#### Задание 1:
Почему, согласно отрывку ниже, иногда хорошо остановиться и принять участие в благих начинаниях? Ответьте одним–тремя предложениями.

#### Отрывок:
+---+

#  > > >  >  > Форум >  > > >  >  > Буддийские форумы >  > > >  >  > Тибетский буддизм >  > > >  >  > Сакья >  > > >  >  >  Если кто хочет разделить воззрение великих учителей..

## Маша_ла

Принять участие в ежедневной благой работе монастыря, поддержать живое учение Будды, направить свои усилия в благое русло и посвятить некоторое время своей жизни на благо других существ, держащих учение Будды, Вы можете, совершив однократное или не однократное пожертвование монахам и великим учителям тантрического монастыря Нгор традиции Сакья. В этом монастыре изучают, практикуют и поддерживают самые высокие учения тантры. Главы монастыря Нгор не перерождаются - они живут последнюю жизнь в человеческом теле. В то же время, эти великие учителя живут и ведут себя очень скромно, как самые обычные и самые скромные люди. Многие монахи, которым повезло получить образование и учения в монастыре Нгор, достигают высоких уровней реализации. Многие высокие учителя получают наставления от учителей монастыря Нгор.

Наша жизнь так коротка и проходит так быстро в повседневных заботах. Иногда хорошо остановиться и принять участие в благих начинаниях. Это принесет благо нам, а также поможет поддержать жизнь и энергию людей, которые поддерживают и практикуют учение Будды и, благодаря деяниям которых, мы тоже имеем возможность получать драгоценные наставления, изучать высшие тантры и продвигаться по пути.

+---+

#### Исходные данные:
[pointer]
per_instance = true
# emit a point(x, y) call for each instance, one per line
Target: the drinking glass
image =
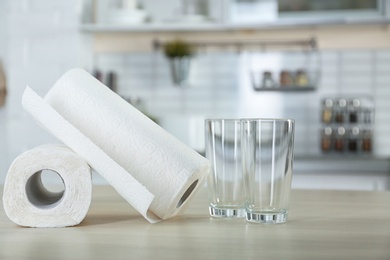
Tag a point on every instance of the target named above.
point(225, 182)
point(267, 161)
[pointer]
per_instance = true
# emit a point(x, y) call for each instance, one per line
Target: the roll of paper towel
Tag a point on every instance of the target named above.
point(150, 168)
point(26, 200)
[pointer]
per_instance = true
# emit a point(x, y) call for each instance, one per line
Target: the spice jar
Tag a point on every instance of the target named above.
point(367, 140)
point(326, 139)
point(268, 81)
point(286, 79)
point(301, 79)
point(327, 111)
point(339, 140)
point(340, 110)
point(353, 139)
point(353, 110)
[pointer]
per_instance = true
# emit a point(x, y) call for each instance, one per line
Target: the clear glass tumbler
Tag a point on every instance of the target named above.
point(267, 161)
point(226, 181)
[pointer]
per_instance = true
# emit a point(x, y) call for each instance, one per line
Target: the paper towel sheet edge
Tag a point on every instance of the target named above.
point(53, 128)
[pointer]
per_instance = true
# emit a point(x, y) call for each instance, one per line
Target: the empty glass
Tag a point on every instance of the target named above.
point(267, 160)
point(225, 182)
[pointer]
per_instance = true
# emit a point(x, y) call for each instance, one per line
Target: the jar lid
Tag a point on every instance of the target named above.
point(342, 102)
point(341, 130)
point(328, 130)
point(328, 102)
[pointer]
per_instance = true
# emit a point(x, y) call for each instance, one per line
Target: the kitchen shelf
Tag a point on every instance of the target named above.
point(218, 26)
point(288, 89)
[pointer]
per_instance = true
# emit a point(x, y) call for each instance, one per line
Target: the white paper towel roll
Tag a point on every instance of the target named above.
point(27, 202)
point(159, 163)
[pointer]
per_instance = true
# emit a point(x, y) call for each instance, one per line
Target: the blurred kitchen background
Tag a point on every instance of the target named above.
point(341, 48)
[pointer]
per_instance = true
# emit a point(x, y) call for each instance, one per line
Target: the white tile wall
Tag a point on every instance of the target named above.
point(42, 41)
point(220, 86)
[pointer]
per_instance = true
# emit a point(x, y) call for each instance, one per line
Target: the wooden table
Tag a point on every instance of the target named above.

+---+

#### Задание 2:
Повторите без изменений строки перечня выше, начиная с его первой строки и заканчивая строкой с "point(226, 181)" включительно. Изображения в ответ не включайте.

#### Правильный ответ 1:
Участие в благих начинаниях принесет благо нам самим. Кроме того, оно поможет поддержать жизнь и энергию людей, которые поддерживают и практикуют учение Будды и благодаря деяниям которых мы можем получать драгоценные наставления, изучать высшие тантры и продвигаться по пути.

#### Правильный ответ 2:
[pointer]
per_instance = true
# emit a point(x, y) call for each instance, one per line
Target: the drinking glass
image =
Tag a point on every instance of the target named above.
point(225, 182)
point(267, 161)
[pointer]
per_instance = true
# emit a point(x, y) call for each instance, one per line
Target: the roll of paper towel
Tag a point on every instance of the target named above.
point(150, 168)
point(26, 200)
[pointer]
per_instance = true
# emit a point(x, y) call for each instance, one per line
Target: the spice jar
Tag a point on every instance of the target named above.
point(367, 140)
point(326, 139)
point(268, 81)
point(286, 79)
point(301, 79)
point(327, 111)
point(339, 140)
point(340, 110)
point(353, 139)
point(353, 110)
[pointer]
per_instance = true
# emit a point(x, y) call for each instance, one per line
Target: the clear glass tumbler
Tag a point on every instance of the target named above.
point(267, 161)
point(226, 181)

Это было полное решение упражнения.